- Problem to work on:
In the entries that follow, which lines hold the string "debris"? List them.

- Information shown:
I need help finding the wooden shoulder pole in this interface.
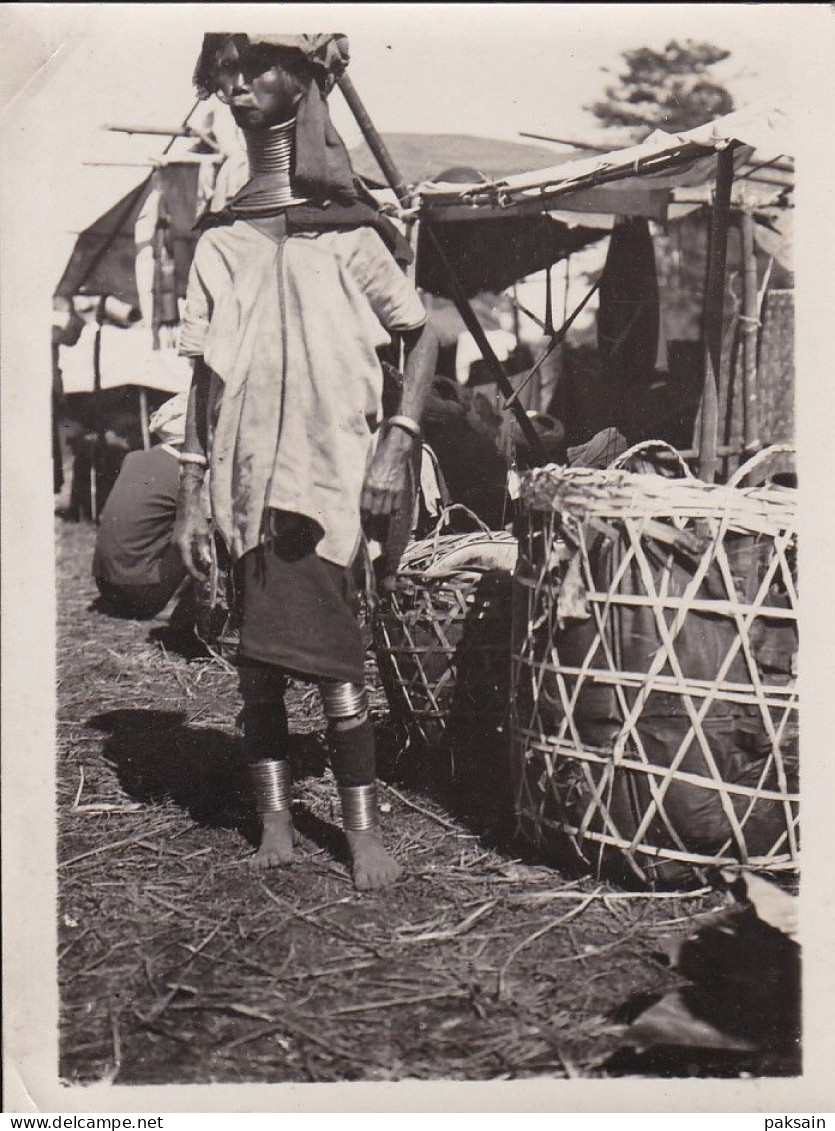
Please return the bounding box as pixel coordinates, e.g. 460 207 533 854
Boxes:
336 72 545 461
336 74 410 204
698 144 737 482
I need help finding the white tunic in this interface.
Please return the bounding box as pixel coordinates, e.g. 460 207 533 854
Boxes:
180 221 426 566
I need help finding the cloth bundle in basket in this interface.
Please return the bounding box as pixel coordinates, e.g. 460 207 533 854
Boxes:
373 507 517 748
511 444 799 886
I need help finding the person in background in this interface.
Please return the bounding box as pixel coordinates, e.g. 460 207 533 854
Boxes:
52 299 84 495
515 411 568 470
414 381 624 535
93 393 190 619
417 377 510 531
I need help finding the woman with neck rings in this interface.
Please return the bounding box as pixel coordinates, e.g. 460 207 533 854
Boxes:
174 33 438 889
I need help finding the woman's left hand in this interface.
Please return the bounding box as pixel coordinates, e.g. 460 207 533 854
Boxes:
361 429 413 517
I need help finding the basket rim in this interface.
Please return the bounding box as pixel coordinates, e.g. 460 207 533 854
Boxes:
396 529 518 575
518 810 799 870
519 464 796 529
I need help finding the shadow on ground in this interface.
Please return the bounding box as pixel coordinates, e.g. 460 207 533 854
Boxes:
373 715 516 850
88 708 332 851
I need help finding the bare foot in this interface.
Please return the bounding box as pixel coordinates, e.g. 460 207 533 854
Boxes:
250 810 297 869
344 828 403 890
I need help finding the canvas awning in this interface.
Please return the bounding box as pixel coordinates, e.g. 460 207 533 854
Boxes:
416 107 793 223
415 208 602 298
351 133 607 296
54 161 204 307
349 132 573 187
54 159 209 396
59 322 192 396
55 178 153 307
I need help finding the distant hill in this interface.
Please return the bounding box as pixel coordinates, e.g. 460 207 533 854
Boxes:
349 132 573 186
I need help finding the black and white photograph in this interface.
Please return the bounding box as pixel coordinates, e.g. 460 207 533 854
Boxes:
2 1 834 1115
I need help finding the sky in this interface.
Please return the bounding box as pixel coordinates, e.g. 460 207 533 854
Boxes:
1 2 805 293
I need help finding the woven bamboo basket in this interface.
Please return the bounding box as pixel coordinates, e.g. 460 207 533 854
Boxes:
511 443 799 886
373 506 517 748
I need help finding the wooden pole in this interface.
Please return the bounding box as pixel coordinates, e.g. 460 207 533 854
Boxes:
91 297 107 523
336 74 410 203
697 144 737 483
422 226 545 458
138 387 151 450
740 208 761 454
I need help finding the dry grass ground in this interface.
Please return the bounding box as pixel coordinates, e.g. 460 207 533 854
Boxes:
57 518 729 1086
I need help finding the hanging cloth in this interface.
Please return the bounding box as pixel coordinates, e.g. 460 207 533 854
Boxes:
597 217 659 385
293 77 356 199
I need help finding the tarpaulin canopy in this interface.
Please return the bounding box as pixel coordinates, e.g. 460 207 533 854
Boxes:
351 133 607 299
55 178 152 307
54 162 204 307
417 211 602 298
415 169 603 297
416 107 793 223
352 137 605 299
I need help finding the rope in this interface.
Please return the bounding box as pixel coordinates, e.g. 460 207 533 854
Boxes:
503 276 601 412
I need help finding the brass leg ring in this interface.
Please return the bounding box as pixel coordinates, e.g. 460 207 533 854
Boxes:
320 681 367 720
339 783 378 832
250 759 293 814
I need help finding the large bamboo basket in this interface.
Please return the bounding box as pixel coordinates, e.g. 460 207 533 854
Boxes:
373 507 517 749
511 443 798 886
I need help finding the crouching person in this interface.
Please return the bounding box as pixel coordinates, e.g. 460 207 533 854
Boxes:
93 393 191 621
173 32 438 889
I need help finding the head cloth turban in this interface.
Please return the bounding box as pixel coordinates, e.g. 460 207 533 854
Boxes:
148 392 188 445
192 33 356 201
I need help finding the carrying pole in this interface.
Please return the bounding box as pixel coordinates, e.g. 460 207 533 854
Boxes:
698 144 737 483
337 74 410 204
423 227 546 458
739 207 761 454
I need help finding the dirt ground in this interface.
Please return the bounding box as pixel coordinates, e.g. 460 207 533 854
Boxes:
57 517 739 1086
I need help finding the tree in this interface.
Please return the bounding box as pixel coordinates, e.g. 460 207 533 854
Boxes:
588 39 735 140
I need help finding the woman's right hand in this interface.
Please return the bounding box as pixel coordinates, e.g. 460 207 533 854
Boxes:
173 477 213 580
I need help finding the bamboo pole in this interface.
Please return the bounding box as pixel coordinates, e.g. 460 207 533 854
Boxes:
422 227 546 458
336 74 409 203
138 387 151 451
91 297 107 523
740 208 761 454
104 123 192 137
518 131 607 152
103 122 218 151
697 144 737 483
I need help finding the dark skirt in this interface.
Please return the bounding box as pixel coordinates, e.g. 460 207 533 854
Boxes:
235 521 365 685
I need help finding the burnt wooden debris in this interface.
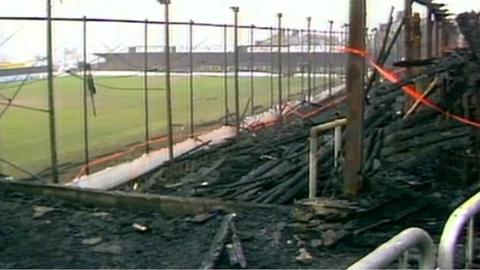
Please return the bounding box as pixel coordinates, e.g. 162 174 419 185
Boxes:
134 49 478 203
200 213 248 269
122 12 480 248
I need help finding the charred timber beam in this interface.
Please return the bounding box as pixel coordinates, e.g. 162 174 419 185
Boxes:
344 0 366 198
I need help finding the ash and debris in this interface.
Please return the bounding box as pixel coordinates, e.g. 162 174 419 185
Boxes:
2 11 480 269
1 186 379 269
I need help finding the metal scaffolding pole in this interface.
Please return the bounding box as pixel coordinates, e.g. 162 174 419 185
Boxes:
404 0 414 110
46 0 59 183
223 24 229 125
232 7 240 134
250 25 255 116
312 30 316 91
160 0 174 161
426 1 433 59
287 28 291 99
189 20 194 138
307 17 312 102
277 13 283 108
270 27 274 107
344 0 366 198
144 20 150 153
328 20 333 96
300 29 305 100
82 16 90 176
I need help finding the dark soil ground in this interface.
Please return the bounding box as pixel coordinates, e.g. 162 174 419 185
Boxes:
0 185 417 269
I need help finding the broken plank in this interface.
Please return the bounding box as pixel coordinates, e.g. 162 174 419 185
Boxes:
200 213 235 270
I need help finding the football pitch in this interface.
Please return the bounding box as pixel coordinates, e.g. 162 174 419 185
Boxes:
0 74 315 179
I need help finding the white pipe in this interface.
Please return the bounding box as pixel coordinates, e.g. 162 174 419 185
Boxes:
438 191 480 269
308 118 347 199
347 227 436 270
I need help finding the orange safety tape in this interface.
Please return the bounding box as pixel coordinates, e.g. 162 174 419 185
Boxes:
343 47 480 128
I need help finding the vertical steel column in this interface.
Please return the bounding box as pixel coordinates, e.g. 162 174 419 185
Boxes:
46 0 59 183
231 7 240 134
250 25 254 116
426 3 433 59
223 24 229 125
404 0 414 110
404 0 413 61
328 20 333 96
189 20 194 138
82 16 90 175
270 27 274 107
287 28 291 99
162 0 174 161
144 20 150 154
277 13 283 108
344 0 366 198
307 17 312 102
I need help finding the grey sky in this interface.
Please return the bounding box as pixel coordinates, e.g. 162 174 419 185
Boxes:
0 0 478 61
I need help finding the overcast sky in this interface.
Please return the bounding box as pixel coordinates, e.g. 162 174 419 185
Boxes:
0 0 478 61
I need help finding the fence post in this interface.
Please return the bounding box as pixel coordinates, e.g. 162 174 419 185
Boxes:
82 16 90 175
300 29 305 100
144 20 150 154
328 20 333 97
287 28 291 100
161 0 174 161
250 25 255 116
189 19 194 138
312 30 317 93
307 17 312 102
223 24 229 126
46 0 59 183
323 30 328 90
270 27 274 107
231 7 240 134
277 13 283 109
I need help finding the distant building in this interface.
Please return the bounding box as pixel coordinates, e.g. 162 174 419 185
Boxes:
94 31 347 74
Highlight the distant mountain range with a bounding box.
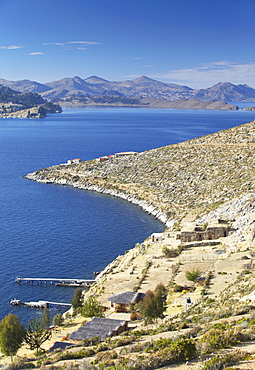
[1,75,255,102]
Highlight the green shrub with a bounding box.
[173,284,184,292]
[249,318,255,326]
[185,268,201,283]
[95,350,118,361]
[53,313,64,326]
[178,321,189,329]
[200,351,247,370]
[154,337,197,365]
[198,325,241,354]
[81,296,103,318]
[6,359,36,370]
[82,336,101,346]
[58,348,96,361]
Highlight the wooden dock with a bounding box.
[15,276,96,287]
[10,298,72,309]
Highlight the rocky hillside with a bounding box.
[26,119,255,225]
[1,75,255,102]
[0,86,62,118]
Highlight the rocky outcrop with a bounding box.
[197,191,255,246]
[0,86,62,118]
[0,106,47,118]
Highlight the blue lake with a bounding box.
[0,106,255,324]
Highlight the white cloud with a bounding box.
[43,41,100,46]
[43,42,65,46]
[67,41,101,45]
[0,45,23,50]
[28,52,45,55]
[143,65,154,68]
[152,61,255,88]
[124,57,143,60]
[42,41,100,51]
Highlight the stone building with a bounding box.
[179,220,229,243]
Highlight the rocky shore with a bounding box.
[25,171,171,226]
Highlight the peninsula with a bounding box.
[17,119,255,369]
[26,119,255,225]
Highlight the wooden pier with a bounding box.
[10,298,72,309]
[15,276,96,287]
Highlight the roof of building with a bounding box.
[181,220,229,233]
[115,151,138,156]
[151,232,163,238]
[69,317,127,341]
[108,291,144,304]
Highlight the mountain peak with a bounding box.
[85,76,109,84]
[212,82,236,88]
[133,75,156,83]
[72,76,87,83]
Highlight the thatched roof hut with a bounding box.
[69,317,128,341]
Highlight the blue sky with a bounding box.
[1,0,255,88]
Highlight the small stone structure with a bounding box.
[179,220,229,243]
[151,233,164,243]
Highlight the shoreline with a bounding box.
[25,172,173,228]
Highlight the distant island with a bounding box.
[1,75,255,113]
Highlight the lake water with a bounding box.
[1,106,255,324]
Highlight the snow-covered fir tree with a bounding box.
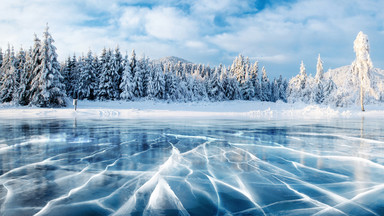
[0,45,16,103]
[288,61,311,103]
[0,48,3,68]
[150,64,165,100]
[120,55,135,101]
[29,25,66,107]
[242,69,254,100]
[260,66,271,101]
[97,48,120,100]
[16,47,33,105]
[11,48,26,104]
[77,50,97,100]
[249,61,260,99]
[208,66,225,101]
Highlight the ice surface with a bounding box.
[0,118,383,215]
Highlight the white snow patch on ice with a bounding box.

- Your solution:
I need help finding the burnt wooden debris in this interface.
I need help finding the ash and debris in this interface.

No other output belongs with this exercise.